Passage START

I want to make a complaint, but I’m scared.

It’s a short blog this week as I am still recovering from some frankly very poor treatment that I received in hospital. I’m also putting a lot of time into putting together a formal complaint about the medical and nursing team on the ward to which I was admitted.  I won’t go into details, but…

It’s a short blog this week as I am still recovering from some frankly very poor treatment that I received in hospital. I’m also putting a lot of time into putting together a formal complaint about the medical and nursing team on the ward to which I was admitted.  I won’t go into details, but I think making a complaint is extremely important; not because I’m looking to be compensated in any way. I just don’t want what happened to me to happen to anybody else.

It’s very hard to make a complaint against doctors and nurses in the health service. Society holds them up as miracle workers and angels. And yes a lot of what they do is pretty technically amazing.

However, as I have written before, it’s only through our mistakes that we learn to be able to do what we do, better.

Passage END
Entries supplied START

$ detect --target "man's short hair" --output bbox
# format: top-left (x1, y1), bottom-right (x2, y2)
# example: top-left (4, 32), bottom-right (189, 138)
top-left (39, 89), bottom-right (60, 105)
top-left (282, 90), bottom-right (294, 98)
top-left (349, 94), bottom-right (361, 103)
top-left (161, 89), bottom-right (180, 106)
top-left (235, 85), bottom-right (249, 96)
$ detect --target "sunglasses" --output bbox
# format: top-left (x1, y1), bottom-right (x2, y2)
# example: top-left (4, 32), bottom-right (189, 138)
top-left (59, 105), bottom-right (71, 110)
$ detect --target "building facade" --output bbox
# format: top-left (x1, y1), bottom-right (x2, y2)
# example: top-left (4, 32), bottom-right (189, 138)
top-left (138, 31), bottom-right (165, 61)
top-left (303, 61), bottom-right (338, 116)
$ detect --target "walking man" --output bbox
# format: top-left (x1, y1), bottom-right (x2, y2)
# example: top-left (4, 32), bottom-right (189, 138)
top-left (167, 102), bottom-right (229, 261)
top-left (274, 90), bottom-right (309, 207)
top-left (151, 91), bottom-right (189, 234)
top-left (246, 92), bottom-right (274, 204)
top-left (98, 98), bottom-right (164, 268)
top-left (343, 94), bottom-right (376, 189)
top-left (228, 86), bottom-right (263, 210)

Entries supplied END

- _Apply what you read_:
A: Answer these questions from the blog post:
(i) Why is this week's entry short?
(ii) Who is the formal complaint about?
(iii) How does society hold up doctors and nurses?
B: Please write out the part of the blog post starting with "It’s very hard" and going on through "we do, better.".
C: Say whether each statement agrees with the blog post, and quote the words that decide it:
(i) The writer is making the complaint in order to be compensated.
(ii) The writer finds some of what doctors and nurses do technically impressive.
(iii) The writer says it is easy to complain about doctors and nurses in the health service.

- _Answers_:
A:
(i) The writer is still recovering from very poor treatment received in hospital.
(ii) The medical and nursing team on the ward where the writer was admitted.
(iii) As miracle workers and angels.

B:
It’s very hard to make a complaint against doctors and nurses in the health service. Society holds them up as miracle workers and angels. And yes a lot of what they do is pretty technically amazing.

However, as I have written before, it’s only through our mistakes that we learn to be able to do what we do, better.

C:
(i) No: "not because I’m looking to be compensated in any way"
(ii) Yes: "a lot of what they do is pretty technically amazing"
(iii) No: "It’s very hard to make a complaint against doctors and nurses in the health service."